Aim of the exercise
Rewrite the data from the line that contains "Task: output the" through the line that contains "negative clicks: (206, 227)", with "rough mask" replaced by "coarse mask" and nothing else altered.

(Dataset entries)

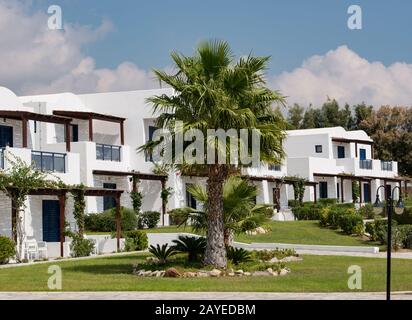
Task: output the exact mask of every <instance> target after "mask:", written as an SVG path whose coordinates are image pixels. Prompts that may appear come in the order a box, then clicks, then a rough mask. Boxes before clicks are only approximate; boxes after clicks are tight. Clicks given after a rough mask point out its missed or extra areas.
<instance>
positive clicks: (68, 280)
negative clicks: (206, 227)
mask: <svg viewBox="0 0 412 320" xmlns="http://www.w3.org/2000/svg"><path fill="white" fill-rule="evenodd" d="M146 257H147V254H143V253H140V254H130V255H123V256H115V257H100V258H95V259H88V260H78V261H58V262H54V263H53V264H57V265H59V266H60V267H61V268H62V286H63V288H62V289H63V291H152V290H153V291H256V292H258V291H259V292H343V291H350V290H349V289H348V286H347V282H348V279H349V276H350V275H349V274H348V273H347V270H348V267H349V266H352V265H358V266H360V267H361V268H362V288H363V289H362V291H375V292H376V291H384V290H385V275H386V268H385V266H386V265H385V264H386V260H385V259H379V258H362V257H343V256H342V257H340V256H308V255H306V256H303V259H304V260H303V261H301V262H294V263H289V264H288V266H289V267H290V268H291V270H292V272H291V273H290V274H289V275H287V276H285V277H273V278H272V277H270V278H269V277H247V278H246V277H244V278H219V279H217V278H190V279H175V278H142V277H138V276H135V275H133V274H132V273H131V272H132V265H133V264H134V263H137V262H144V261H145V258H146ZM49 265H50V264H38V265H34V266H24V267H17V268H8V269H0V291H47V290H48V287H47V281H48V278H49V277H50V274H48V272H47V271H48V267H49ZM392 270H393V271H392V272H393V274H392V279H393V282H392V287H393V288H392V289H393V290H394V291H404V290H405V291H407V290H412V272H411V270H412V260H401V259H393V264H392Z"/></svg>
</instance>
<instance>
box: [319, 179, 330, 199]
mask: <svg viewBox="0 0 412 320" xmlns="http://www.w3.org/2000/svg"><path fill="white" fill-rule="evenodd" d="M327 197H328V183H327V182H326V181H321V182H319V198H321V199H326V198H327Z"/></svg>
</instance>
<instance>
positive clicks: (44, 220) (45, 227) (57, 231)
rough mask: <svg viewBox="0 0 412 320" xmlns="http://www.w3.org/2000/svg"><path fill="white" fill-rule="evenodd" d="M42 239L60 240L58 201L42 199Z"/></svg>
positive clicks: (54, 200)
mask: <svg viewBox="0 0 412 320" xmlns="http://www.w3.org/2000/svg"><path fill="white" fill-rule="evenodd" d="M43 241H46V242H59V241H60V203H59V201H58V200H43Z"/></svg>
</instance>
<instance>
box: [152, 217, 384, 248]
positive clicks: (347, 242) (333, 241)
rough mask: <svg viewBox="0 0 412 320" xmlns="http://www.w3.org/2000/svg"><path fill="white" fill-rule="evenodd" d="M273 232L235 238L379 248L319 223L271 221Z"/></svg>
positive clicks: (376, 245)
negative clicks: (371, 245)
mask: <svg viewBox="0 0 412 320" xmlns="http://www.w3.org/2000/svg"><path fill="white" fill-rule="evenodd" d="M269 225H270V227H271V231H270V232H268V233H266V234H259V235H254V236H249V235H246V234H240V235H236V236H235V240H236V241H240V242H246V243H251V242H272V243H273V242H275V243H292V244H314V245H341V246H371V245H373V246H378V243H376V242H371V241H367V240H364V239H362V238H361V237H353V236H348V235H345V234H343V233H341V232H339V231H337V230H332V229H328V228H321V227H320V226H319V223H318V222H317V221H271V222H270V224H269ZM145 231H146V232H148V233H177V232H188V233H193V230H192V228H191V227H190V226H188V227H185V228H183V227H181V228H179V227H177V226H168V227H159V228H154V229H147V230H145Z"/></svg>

---

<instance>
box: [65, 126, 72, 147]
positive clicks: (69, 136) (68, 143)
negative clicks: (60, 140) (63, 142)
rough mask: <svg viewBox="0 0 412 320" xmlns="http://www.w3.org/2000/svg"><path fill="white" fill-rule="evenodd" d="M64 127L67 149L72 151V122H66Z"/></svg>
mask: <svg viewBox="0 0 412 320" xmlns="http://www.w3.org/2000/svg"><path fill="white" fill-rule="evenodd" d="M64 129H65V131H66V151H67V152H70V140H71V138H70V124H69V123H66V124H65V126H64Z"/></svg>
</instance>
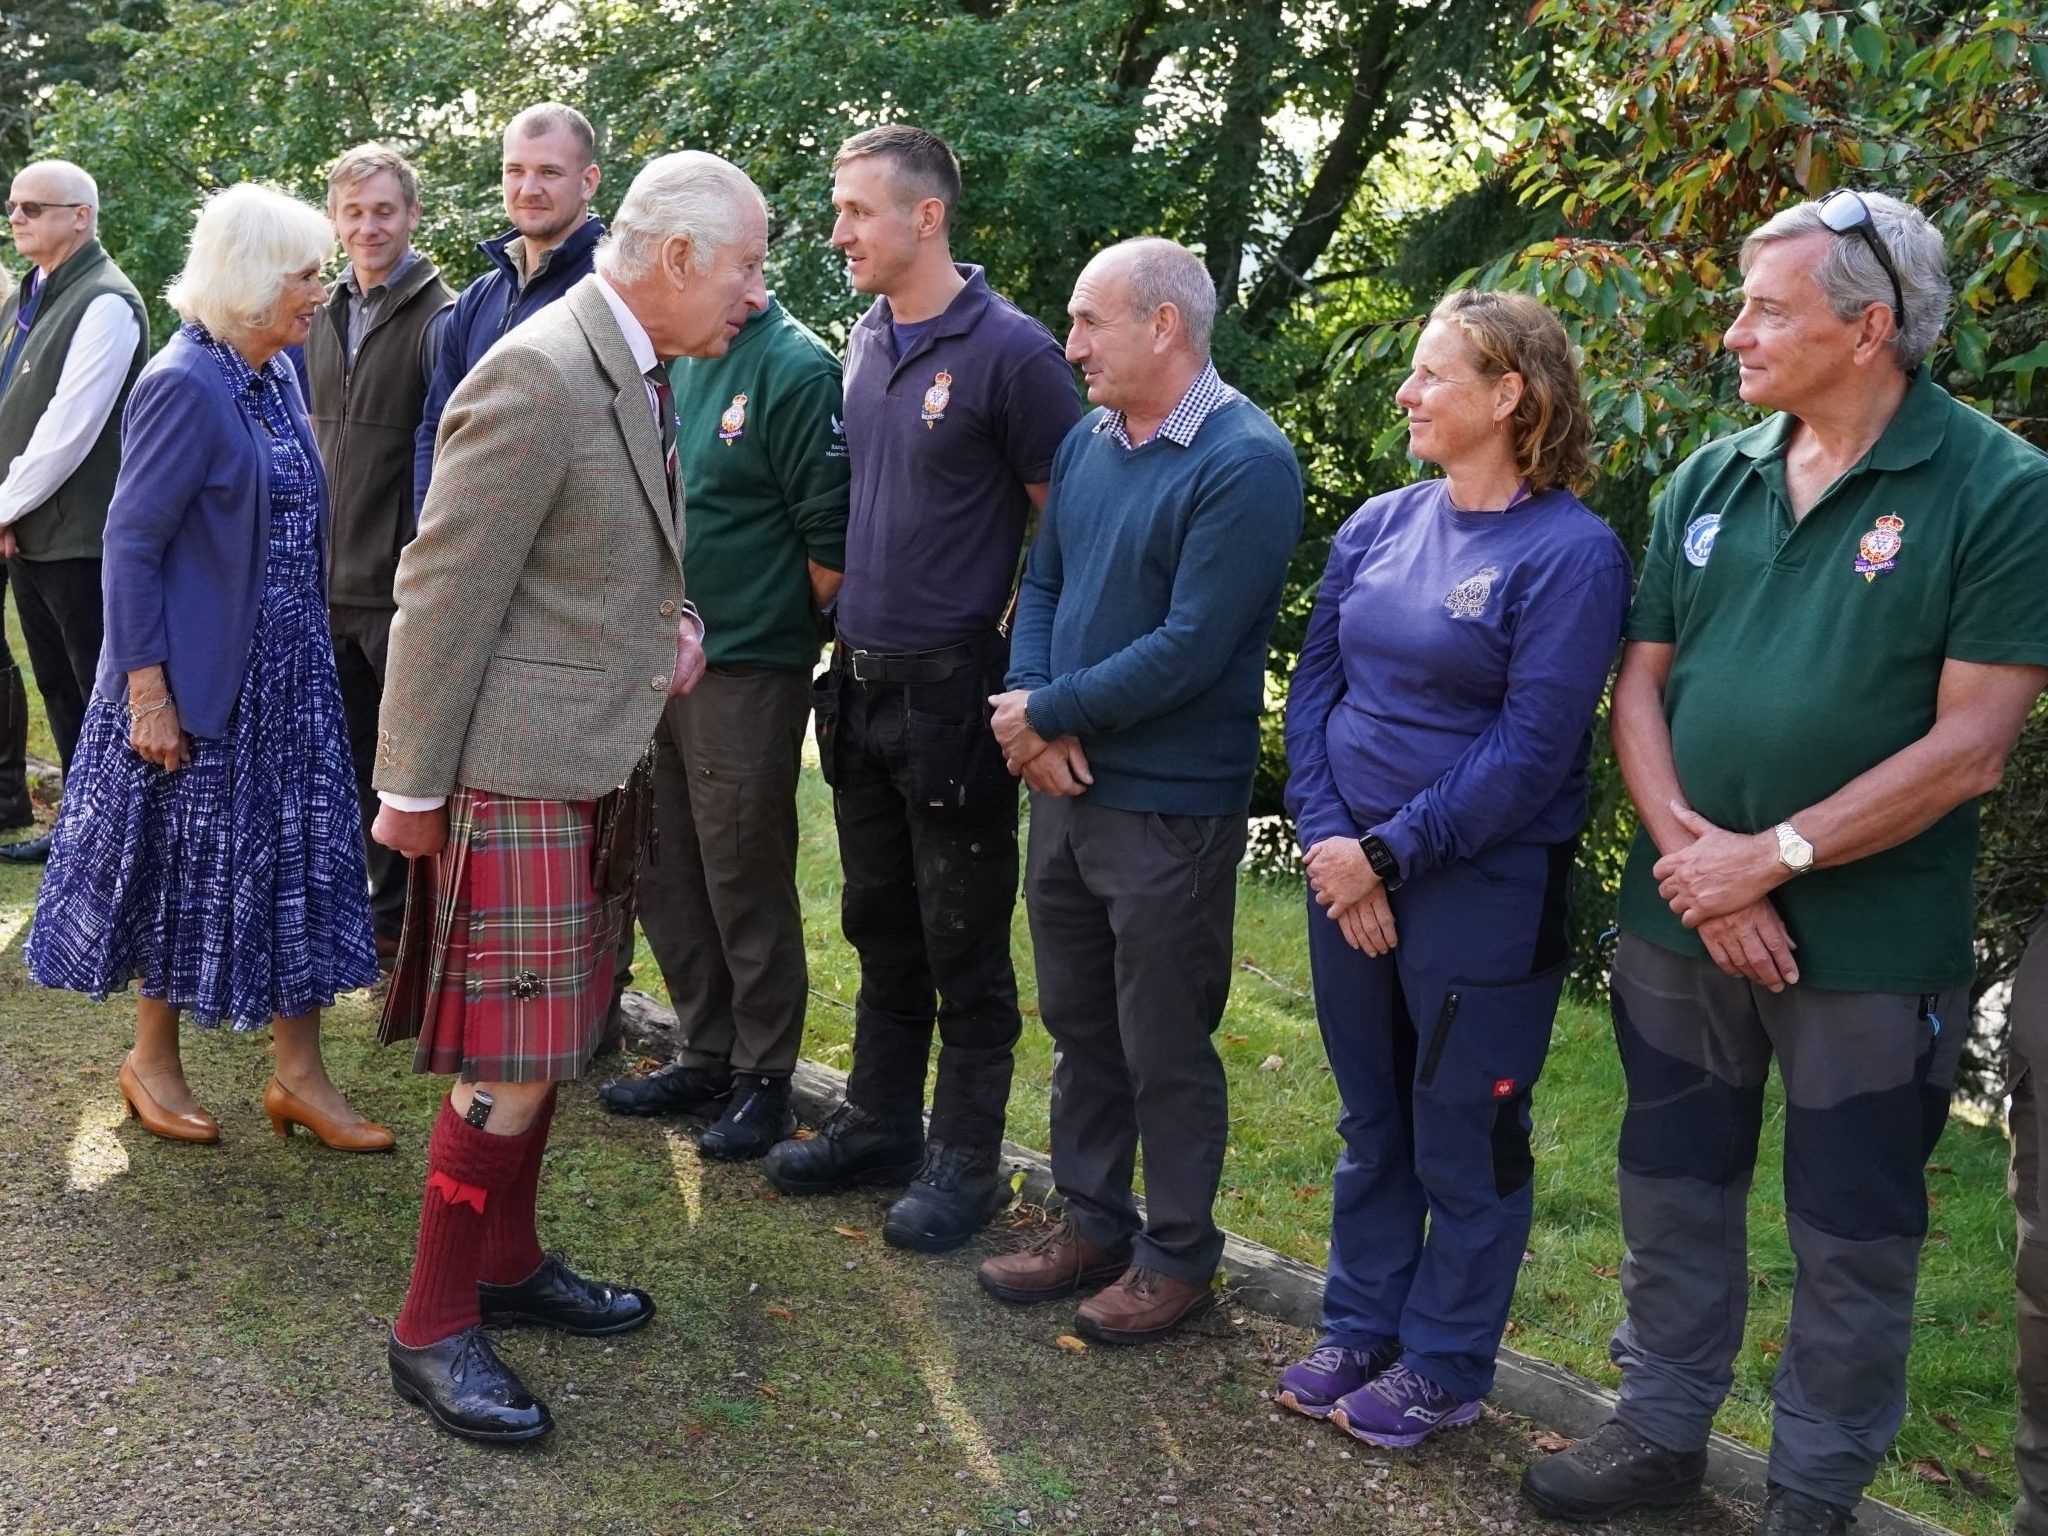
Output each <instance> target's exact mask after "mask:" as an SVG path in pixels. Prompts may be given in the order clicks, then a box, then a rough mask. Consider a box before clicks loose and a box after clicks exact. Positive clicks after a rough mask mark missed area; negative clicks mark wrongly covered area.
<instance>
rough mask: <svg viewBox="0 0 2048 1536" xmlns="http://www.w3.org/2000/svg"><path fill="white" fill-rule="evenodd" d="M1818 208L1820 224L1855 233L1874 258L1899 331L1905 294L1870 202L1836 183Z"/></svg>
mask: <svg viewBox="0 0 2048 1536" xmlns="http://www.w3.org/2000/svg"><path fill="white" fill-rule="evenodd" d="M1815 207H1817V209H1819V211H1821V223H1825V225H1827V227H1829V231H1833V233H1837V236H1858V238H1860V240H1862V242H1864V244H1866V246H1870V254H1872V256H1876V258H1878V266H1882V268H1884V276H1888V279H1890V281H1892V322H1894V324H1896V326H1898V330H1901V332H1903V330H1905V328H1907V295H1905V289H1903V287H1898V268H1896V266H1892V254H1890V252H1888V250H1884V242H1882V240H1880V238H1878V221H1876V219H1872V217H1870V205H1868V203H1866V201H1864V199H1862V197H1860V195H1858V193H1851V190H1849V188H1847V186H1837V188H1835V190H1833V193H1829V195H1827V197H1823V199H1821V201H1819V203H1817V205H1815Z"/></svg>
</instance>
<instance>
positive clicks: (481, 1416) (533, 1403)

Answer box
Task: output the exact mask of every <instance> target after "mask:", written as an SVG path whose coordinates are image pixels. Prompts that may appear come in the order a box, then clicks, then a coarse mask. Boxes before clicks are only approximate; boxes after clicks are tight. Clicks given after a coarse mask point out its missed or extra areas.
<instance>
positive clicks: (68, 280)
negative clicks: (206, 227)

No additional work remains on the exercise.